Photo-based point labeling data
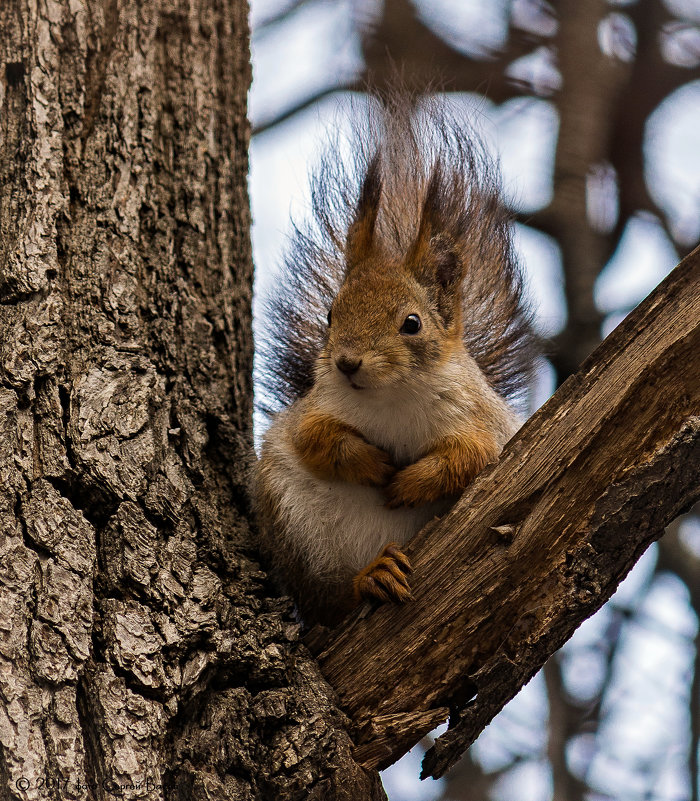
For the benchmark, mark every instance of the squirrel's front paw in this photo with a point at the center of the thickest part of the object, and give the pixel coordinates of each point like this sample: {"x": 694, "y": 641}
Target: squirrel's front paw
{"x": 369, "y": 465}
{"x": 386, "y": 578}
{"x": 412, "y": 486}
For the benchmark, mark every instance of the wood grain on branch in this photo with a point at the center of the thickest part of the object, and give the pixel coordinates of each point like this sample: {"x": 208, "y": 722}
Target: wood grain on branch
{"x": 538, "y": 543}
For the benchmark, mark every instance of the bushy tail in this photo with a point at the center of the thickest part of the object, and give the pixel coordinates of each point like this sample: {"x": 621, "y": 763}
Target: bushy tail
{"x": 415, "y": 137}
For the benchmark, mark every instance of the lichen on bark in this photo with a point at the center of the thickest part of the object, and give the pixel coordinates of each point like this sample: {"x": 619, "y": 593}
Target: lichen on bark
{"x": 142, "y": 651}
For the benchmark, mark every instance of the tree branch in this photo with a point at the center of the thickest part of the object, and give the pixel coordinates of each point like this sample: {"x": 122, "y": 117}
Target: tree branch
{"x": 538, "y": 543}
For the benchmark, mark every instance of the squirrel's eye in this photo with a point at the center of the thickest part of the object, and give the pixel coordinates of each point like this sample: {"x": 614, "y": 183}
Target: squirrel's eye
{"x": 411, "y": 325}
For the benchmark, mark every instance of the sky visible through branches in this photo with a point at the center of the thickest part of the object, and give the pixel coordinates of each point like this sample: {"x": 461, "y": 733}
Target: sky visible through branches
{"x": 623, "y": 683}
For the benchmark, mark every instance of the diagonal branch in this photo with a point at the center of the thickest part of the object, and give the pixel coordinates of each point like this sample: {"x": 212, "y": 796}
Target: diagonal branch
{"x": 538, "y": 543}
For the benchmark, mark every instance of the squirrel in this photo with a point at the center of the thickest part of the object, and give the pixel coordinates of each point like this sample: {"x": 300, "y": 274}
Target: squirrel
{"x": 398, "y": 337}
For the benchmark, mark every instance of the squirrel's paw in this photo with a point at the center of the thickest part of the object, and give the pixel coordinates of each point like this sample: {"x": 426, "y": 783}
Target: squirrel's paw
{"x": 370, "y": 465}
{"x": 413, "y": 486}
{"x": 386, "y": 578}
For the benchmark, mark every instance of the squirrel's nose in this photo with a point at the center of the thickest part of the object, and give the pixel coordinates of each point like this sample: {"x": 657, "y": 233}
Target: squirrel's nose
{"x": 348, "y": 365}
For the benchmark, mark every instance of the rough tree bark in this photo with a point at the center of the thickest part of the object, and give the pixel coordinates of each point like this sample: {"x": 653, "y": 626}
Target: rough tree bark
{"x": 537, "y": 543}
{"x": 140, "y": 653}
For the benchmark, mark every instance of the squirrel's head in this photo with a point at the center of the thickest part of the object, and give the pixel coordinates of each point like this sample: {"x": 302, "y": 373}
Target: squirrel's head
{"x": 394, "y": 315}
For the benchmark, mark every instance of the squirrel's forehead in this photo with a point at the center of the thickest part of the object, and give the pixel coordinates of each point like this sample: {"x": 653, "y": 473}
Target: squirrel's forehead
{"x": 385, "y": 297}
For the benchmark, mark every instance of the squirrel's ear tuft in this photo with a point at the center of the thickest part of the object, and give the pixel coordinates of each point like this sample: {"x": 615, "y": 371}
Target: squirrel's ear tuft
{"x": 445, "y": 260}
{"x": 436, "y": 257}
{"x": 361, "y": 232}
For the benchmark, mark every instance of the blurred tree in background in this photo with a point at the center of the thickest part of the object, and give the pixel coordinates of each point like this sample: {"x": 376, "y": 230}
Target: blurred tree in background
{"x": 616, "y": 713}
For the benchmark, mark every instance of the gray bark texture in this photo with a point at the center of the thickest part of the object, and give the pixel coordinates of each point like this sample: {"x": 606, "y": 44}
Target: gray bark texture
{"x": 537, "y": 543}
{"x": 141, "y": 656}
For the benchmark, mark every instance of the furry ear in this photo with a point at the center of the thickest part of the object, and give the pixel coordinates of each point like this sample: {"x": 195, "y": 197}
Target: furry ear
{"x": 436, "y": 258}
{"x": 358, "y": 243}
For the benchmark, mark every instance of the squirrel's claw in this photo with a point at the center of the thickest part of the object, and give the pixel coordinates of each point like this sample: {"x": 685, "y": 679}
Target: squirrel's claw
{"x": 385, "y": 579}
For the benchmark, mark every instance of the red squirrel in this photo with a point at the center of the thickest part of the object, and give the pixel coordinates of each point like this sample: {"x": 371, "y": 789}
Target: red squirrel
{"x": 397, "y": 335}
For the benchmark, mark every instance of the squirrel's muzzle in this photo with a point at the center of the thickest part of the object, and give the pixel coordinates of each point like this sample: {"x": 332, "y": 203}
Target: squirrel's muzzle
{"x": 348, "y": 365}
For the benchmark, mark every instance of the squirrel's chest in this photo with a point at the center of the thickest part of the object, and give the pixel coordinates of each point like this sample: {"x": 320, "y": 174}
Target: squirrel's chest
{"x": 405, "y": 426}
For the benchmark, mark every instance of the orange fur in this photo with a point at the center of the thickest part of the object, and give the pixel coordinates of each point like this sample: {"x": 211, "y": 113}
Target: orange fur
{"x": 385, "y": 578}
{"x": 446, "y": 470}
{"x": 334, "y": 450}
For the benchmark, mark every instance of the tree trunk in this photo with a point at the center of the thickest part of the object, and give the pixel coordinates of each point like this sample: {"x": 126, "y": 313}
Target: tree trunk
{"x": 140, "y": 654}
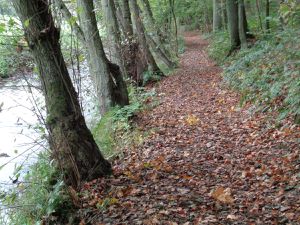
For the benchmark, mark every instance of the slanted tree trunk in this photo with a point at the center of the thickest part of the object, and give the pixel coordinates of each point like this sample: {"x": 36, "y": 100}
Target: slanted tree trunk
{"x": 155, "y": 40}
{"x": 217, "y": 15}
{"x": 143, "y": 45}
{"x": 127, "y": 18}
{"x": 224, "y": 14}
{"x": 69, "y": 18}
{"x": 259, "y": 14}
{"x": 242, "y": 17}
{"x": 110, "y": 86}
{"x": 233, "y": 24}
{"x": 173, "y": 17}
{"x": 268, "y": 16}
{"x": 71, "y": 141}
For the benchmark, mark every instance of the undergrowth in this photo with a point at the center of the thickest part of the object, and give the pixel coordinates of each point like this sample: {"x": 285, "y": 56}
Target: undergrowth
{"x": 41, "y": 196}
{"x": 116, "y": 130}
{"x": 267, "y": 73}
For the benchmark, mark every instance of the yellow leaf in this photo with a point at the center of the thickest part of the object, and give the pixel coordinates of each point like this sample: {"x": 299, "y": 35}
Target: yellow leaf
{"x": 222, "y": 195}
{"x": 192, "y": 120}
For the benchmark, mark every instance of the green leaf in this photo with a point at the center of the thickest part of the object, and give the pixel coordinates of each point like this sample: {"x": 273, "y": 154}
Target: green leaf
{"x": 26, "y": 22}
{"x": 2, "y": 27}
{"x": 11, "y": 22}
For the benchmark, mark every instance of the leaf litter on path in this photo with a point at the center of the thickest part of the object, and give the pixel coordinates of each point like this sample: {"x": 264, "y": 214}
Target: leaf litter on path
{"x": 205, "y": 161}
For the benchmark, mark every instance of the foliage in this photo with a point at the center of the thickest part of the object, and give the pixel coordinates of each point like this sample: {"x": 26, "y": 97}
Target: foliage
{"x": 14, "y": 51}
{"x": 268, "y": 73}
{"x": 40, "y": 196}
{"x": 115, "y": 130}
{"x": 219, "y": 46}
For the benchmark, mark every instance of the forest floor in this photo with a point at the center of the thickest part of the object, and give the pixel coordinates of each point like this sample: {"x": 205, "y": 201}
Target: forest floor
{"x": 205, "y": 160}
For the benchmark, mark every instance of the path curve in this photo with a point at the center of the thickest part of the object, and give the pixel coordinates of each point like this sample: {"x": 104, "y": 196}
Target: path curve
{"x": 205, "y": 160}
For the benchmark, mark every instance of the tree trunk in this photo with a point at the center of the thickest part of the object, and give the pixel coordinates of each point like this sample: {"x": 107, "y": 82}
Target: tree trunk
{"x": 109, "y": 9}
{"x": 259, "y": 14}
{"x": 233, "y": 24}
{"x": 217, "y": 15}
{"x": 143, "y": 45}
{"x": 127, "y": 18}
{"x": 103, "y": 73}
{"x": 173, "y": 16}
{"x": 71, "y": 141}
{"x": 69, "y": 18}
{"x": 159, "y": 53}
{"x": 224, "y": 14}
{"x": 268, "y": 16}
{"x": 242, "y": 30}
{"x": 156, "y": 36}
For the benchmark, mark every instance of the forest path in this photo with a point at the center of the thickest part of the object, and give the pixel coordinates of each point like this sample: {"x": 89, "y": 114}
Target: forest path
{"x": 205, "y": 161}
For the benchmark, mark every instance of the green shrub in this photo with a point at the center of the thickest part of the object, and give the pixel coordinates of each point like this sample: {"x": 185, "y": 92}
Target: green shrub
{"x": 219, "y": 46}
{"x": 115, "y": 130}
{"x": 268, "y": 74}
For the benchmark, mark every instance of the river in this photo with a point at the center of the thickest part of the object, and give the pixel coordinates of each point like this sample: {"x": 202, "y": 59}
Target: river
{"x": 21, "y": 113}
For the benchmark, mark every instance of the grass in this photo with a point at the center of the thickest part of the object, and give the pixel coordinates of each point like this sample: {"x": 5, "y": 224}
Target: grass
{"x": 266, "y": 74}
{"x": 116, "y": 130}
{"x": 40, "y": 196}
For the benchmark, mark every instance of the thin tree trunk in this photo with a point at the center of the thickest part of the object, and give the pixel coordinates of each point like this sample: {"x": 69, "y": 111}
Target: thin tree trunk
{"x": 217, "y": 16}
{"x": 171, "y": 3}
{"x": 163, "y": 57}
{"x": 259, "y": 14}
{"x": 146, "y": 53}
{"x": 127, "y": 18}
{"x": 109, "y": 9}
{"x": 156, "y": 32}
{"x": 233, "y": 24}
{"x": 242, "y": 30}
{"x": 69, "y": 18}
{"x": 103, "y": 72}
{"x": 224, "y": 14}
{"x": 268, "y": 16}
{"x": 71, "y": 141}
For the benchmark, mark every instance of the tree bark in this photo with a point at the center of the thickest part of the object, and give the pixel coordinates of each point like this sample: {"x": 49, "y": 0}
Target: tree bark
{"x": 143, "y": 45}
{"x": 173, "y": 16}
{"x": 127, "y": 18}
{"x": 268, "y": 16}
{"x": 69, "y": 18}
{"x": 71, "y": 141}
{"x": 242, "y": 17}
{"x": 233, "y": 24}
{"x": 217, "y": 15}
{"x": 103, "y": 72}
{"x": 155, "y": 39}
{"x": 109, "y": 9}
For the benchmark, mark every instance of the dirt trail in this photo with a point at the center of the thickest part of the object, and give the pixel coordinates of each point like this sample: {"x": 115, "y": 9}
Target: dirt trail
{"x": 205, "y": 160}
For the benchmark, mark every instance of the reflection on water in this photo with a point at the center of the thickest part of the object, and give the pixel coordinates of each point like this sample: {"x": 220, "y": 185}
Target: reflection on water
{"x": 21, "y": 121}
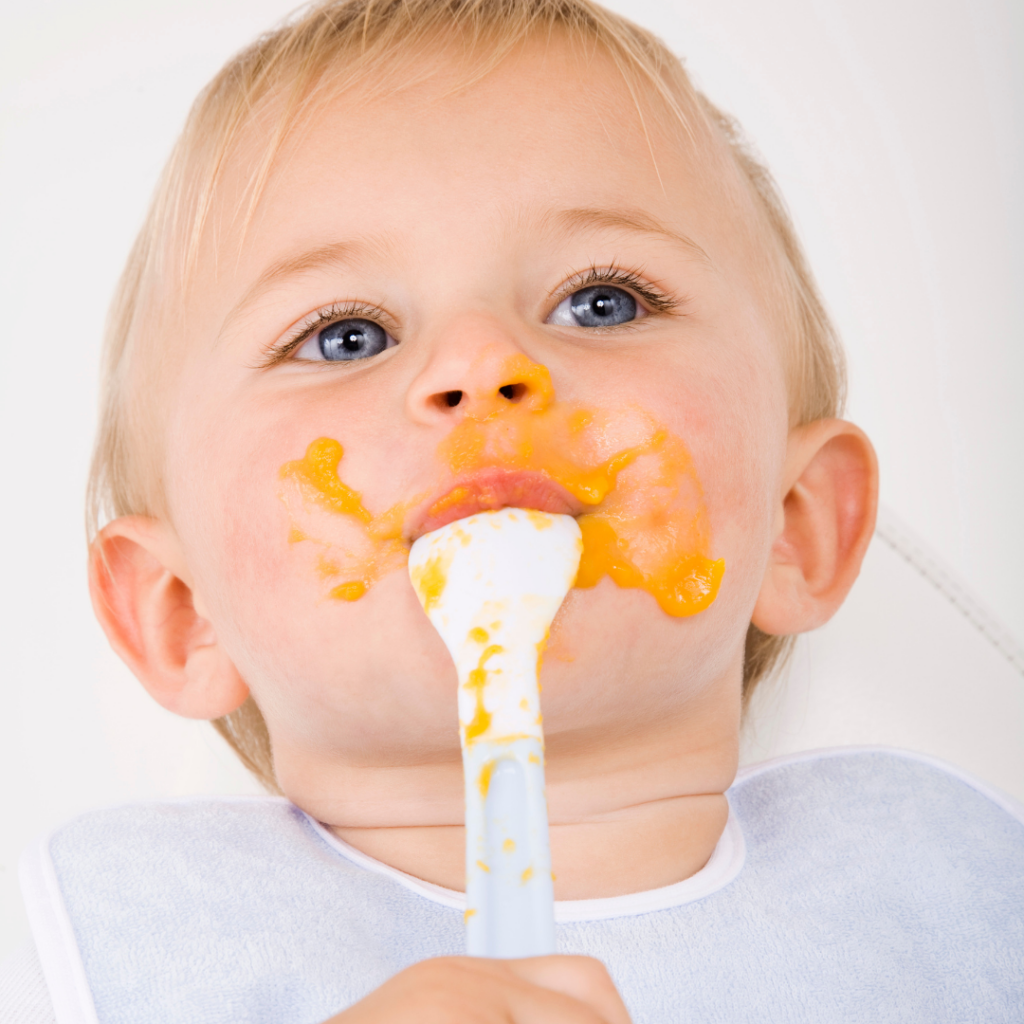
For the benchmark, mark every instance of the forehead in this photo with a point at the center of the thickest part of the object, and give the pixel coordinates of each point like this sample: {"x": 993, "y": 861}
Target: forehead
{"x": 552, "y": 141}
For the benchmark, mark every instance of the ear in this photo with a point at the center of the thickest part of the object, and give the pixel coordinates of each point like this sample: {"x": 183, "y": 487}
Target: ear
{"x": 824, "y": 521}
{"x": 137, "y": 580}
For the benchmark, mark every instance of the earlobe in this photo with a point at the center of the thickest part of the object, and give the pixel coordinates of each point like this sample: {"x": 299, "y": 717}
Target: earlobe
{"x": 148, "y": 613}
{"x": 825, "y": 521}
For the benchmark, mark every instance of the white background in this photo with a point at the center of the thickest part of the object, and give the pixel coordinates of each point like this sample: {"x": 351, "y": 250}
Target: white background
{"x": 893, "y": 126}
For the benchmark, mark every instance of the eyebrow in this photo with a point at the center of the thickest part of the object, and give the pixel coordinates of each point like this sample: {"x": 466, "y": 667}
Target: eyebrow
{"x": 332, "y": 255}
{"x": 631, "y": 220}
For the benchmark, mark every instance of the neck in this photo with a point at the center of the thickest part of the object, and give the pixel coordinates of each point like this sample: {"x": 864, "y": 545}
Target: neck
{"x": 627, "y": 814}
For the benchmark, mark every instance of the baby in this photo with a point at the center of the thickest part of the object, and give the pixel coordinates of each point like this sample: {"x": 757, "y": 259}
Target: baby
{"x": 414, "y": 260}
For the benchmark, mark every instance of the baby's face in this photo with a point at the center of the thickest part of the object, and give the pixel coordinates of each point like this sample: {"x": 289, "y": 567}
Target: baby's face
{"x": 406, "y": 254}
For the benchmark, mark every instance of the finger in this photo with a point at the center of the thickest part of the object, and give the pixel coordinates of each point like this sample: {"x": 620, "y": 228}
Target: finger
{"x": 582, "y": 978}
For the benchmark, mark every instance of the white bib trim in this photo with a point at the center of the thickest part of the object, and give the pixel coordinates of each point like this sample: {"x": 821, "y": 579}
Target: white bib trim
{"x": 725, "y": 863}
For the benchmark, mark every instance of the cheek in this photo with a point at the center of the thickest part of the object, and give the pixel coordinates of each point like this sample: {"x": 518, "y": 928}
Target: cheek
{"x": 732, "y": 414}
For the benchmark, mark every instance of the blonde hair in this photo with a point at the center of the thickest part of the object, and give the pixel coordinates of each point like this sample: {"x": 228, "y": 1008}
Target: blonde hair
{"x": 301, "y": 62}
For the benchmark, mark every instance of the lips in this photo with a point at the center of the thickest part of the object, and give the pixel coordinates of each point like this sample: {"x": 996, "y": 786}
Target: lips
{"x": 491, "y": 489}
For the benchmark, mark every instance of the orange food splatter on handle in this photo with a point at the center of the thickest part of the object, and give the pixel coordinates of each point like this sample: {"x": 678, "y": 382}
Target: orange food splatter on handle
{"x": 477, "y": 681}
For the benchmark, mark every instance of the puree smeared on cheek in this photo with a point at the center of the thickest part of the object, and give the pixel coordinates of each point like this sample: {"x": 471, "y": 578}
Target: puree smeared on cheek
{"x": 644, "y": 522}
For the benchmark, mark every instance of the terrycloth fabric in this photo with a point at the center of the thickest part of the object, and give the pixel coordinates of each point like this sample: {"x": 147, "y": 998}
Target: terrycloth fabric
{"x": 24, "y": 996}
{"x": 877, "y": 888}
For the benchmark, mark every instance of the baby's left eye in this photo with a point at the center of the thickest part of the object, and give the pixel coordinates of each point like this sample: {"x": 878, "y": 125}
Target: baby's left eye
{"x": 598, "y": 305}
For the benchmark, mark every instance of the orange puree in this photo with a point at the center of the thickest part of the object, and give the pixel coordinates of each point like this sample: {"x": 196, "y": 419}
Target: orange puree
{"x": 648, "y": 528}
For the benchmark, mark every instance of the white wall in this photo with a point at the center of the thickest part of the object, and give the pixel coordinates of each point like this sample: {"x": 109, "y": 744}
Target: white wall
{"x": 894, "y": 128}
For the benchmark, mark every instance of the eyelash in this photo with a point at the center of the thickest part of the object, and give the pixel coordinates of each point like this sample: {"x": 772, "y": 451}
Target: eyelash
{"x": 655, "y": 301}
{"x": 321, "y": 318}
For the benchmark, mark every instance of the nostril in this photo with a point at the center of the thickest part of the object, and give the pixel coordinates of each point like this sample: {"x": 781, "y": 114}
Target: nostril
{"x": 512, "y": 391}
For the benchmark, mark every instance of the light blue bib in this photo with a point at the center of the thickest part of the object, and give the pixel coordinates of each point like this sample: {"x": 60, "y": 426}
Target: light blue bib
{"x": 850, "y": 886}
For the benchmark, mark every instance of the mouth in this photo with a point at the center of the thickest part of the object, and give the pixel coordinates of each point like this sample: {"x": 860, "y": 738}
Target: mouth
{"x": 489, "y": 491}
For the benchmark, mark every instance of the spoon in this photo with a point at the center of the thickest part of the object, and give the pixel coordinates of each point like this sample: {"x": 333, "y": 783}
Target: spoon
{"x": 491, "y": 585}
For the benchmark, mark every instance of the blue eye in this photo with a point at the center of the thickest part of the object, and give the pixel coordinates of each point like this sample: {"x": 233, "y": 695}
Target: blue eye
{"x": 599, "y": 305}
{"x": 350, "y": 339}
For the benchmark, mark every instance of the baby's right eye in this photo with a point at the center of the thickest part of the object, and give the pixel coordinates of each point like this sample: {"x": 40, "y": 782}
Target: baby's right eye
{"x": 345, "y": 340}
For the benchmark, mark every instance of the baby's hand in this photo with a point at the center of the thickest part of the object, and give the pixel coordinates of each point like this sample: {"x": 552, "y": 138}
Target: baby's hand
{"x": 473, "y": 990}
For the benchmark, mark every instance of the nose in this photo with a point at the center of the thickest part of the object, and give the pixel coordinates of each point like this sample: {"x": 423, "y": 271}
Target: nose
{"x": 477, "y": 380}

SHORT PROBLEM
Beginning with the line that contains "For the benchmark, mark every instance of the mouth", quote each line exactly through the last line of the entries above, and nothing beyond them.

THE RESULT
For the benchmark, mark every instance of the mouth in this photo with a point at the center of the thickest part of the object, and give the pixel coordinates of each point like this sample: {"x": 860, "y": 738}
Target: mouth
{"x": 489, "y": 491}
For the benchmark, mark every instance of the spoon in this photo with a point at the center of the thickest part of the object, and give the pixel coordinates of each point like this sample: {"x": 333, "y": 783}
Target: spoon
{"x": 491, "y": 585}
For the benchmark, mark every instance of the blue eye in this photo with a point at the center of the thickest part of the object, and give the pixel coordinates of each point like this sample: {"x": 233, "y": 695}
Target: blue eye
{"x": 599, "y": 305}
{"x": 350, "y": 339}
For the benchmark, mark every instance of the baby's right eye in this photo with a point at the center of the thickest part of the object, and give the pixel coordinates of each point like this sample: {"x": 40, "y": 782}
Target: baby's right eye
{"x": 345, "y": 340}
For the benchmark, mark every instance of the baby's hand in this photo with a point at the center of the thickest part of the object, and give the pixel coordinates of each point like this sample: {"x": 552, "y": 138}
Target: baby's hand
{"x": 473, "y": 990}
For the benchmark, mark every instance of the nose in this photo with a point at the center of the thickest part of the object, and give the pixel coordinates of each point like this sample: {"x": 423, "y": 271}
Target: nose
{"x": 477, "y": 380}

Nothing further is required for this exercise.